[Source records]

........

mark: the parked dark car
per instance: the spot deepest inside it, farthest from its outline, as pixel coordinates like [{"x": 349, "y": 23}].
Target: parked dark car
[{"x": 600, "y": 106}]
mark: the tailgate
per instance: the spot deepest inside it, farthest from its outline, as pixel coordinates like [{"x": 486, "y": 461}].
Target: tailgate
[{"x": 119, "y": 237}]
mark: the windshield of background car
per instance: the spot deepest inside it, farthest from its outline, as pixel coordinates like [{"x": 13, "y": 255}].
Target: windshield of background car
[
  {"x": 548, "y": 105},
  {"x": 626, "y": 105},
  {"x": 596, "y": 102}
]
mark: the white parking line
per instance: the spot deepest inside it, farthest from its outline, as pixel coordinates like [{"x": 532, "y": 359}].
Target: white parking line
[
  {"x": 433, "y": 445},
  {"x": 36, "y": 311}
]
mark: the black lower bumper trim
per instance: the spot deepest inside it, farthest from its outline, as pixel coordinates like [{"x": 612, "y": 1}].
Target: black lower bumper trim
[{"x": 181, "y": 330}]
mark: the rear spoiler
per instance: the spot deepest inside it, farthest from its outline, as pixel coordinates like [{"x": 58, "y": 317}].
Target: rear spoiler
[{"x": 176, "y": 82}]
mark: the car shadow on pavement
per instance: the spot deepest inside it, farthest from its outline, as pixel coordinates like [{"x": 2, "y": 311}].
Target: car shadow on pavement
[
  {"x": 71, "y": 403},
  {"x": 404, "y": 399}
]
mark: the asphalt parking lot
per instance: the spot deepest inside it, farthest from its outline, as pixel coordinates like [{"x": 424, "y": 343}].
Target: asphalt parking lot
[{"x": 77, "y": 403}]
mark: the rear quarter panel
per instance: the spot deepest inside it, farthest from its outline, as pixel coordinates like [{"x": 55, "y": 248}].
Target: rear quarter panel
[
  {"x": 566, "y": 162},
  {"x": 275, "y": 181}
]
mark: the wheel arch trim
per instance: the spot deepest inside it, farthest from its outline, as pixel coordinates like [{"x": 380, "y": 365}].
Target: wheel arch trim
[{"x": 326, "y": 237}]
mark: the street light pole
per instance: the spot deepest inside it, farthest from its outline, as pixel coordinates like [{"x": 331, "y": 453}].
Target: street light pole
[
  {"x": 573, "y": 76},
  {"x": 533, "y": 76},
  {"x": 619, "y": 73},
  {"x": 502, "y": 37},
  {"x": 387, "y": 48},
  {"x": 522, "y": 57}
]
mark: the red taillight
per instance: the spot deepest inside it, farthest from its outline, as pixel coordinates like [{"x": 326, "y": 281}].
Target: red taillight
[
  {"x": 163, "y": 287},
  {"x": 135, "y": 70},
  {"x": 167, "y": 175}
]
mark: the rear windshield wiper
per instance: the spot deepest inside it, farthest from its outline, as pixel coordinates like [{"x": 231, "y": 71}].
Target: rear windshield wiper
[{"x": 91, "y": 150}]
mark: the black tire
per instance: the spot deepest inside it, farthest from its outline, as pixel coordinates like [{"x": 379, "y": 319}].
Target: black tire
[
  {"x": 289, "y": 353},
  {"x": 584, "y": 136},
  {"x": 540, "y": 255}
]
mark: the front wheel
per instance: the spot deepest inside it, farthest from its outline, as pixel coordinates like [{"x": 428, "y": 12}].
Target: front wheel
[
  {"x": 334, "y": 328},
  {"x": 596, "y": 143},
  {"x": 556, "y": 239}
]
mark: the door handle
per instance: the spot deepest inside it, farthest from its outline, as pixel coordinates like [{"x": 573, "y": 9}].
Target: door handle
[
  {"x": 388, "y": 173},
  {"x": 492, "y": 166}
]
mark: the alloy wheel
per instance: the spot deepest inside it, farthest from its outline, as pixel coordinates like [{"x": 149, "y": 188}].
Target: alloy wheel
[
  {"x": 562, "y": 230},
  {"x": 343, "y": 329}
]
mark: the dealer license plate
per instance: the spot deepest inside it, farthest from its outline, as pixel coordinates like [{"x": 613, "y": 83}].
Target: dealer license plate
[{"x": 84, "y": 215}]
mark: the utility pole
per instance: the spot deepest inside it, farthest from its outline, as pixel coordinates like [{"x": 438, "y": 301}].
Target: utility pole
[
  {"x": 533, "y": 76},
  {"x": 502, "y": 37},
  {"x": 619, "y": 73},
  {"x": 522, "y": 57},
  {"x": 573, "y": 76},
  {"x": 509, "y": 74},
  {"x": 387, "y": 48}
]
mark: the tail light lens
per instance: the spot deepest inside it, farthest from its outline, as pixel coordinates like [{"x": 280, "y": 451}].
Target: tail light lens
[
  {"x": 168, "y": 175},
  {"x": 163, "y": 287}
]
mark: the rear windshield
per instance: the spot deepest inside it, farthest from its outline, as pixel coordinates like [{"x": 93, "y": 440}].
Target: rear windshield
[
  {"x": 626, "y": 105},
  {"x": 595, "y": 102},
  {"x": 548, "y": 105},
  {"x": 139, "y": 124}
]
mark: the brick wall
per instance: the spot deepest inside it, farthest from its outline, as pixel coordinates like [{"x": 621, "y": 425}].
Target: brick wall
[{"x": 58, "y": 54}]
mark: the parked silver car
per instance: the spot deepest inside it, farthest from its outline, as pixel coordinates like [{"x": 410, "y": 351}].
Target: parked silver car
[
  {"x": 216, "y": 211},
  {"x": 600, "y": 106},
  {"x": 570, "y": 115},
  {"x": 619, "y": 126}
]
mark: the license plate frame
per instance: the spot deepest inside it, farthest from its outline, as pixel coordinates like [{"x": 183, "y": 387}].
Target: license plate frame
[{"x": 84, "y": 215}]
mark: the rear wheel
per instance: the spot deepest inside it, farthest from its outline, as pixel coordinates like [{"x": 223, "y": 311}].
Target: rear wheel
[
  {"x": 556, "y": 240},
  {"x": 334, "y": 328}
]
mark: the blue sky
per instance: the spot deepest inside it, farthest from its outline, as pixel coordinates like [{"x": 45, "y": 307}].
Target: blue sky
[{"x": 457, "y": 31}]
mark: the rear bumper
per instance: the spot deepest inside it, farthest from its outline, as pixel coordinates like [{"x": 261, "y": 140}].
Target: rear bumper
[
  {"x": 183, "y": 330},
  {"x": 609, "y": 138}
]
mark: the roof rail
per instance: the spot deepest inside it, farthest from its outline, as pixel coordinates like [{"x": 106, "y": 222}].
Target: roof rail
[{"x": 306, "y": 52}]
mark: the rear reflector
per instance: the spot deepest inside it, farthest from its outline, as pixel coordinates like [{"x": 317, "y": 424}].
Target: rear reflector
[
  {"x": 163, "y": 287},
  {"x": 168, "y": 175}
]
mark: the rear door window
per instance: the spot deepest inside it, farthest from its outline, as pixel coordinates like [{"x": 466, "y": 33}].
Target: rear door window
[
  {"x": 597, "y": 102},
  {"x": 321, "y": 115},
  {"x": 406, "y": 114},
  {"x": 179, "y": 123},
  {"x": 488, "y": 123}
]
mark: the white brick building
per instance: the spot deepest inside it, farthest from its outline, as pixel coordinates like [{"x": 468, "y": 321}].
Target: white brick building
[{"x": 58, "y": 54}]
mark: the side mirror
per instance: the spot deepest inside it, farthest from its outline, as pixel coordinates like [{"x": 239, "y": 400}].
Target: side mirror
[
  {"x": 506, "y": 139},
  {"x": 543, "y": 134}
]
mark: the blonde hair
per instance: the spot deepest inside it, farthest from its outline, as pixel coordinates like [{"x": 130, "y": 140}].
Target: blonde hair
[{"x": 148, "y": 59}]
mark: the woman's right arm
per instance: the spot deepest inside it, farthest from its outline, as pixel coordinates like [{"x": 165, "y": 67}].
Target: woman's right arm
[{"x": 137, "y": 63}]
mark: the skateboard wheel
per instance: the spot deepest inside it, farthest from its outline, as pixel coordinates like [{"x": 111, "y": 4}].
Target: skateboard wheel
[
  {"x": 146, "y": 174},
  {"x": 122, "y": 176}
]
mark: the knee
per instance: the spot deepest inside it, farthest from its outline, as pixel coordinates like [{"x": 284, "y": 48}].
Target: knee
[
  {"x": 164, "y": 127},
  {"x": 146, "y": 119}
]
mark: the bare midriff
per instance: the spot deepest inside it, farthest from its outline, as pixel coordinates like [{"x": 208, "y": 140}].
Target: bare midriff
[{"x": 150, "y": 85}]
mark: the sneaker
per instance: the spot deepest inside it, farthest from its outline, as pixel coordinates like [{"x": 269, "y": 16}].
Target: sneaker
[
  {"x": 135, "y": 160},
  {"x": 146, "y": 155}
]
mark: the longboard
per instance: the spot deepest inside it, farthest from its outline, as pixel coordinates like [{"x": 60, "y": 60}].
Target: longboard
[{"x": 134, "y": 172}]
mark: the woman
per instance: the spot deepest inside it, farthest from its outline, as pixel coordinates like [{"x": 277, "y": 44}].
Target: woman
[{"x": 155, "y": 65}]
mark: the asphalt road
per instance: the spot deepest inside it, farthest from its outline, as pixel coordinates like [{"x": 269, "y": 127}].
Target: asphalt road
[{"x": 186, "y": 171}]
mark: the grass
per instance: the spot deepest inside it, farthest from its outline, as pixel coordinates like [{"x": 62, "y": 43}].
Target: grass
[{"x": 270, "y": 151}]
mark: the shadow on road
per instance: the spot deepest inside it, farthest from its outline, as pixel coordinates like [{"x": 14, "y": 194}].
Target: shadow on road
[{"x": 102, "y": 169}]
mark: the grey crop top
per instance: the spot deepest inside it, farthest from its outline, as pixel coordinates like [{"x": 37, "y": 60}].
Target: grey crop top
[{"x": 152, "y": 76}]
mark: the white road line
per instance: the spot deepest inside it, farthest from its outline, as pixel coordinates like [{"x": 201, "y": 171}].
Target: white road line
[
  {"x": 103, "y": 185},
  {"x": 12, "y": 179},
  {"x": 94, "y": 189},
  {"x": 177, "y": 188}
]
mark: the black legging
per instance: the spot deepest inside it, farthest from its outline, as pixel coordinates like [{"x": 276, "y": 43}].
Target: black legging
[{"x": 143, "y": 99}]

........

INSTRUCTIONS FOR THE TASK => Copy out the records from the line with "mark: the black legging" up to and including the final line of the records, swapping "black legging" for "dark legging" and keeping everything else unchanged.

ANSWER TO THIS TASK =>
mark: the dark legging
per instance: the spot deepest inside it, farthest from its outline, as pixel coordinates like [{"x": 276, "y": 43}].
Target: dark legging
[{"x": 143, "y": 99}]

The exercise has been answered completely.